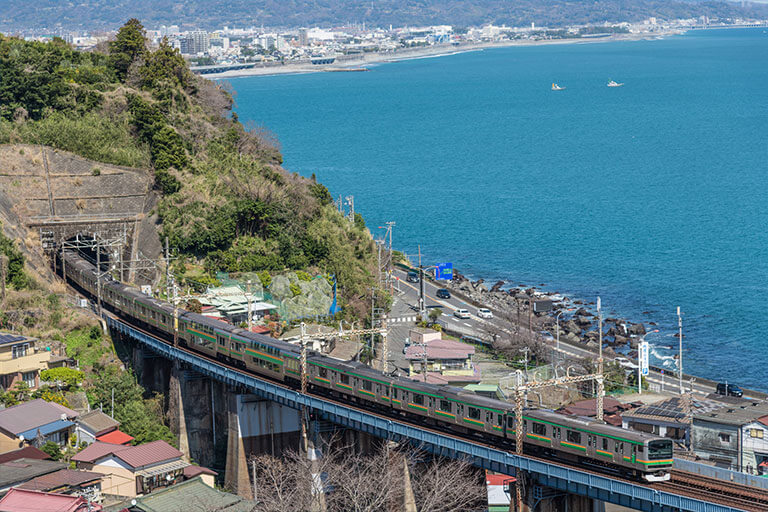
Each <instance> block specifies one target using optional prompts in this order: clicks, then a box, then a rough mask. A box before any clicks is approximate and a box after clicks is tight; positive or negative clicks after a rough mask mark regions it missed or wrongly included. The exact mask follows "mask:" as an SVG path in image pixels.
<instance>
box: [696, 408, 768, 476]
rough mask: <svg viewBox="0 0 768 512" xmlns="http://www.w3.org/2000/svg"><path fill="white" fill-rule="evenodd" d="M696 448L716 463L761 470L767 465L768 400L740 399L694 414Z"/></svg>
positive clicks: (767, 438) (764, 471)
mask: <svg viewBox="0 0 768 512" xmlns="http://www.w3.org/2000/svg"><path fill="white" fill-rule="evenodd" d="M693 451H694V453H695V454H696V456H697V457H700V458H702V459H707V460H709V461H711V462H714V463H715V465H716V466H718V467H723V468H727V469H731V470H735V471H742V472H744V473H750V474H761V473H763V472H765V469H766V466H768V402H758V401H754V400H739V401H734V403H733V404H730V405H726V406H724V407H721V408H719V409H715V410H714V411H710V412H706V413H704V414H696V415H694V417H693Z"/></svg>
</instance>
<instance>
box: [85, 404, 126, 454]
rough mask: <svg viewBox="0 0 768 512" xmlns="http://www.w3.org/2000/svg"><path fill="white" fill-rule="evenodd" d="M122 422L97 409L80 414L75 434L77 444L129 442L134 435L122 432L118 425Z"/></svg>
mask: <svg viewBox="0 0 768 512" xmlns="http://www.w3.org/2000/svg"><path fill="white" fill-rule="evenodd" d="M119 426H120V422H119V421H117V420H114V419H112V418H111V417H110V416H108V415H106V414H104V413H103V412H101V411H100V410H98V409H96V410H93V411H90V412H87V413H85V414H83V415H82V416H80V417H79V418H78V420H77V426H76V428H75V435H76V436H77V444H78V445H79V444H80V443H86V444H91V443H94V442H96V441H102V442H104V443H110V444H129V443H130V442H131V441H133V437H131V436H129V435H128V434H125V433H123V432H120V431H119V430H118V429H117V427H119Z"/></svg>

•••

Give the count of lines in the records that contain "instance", and no other text.

### Your response
4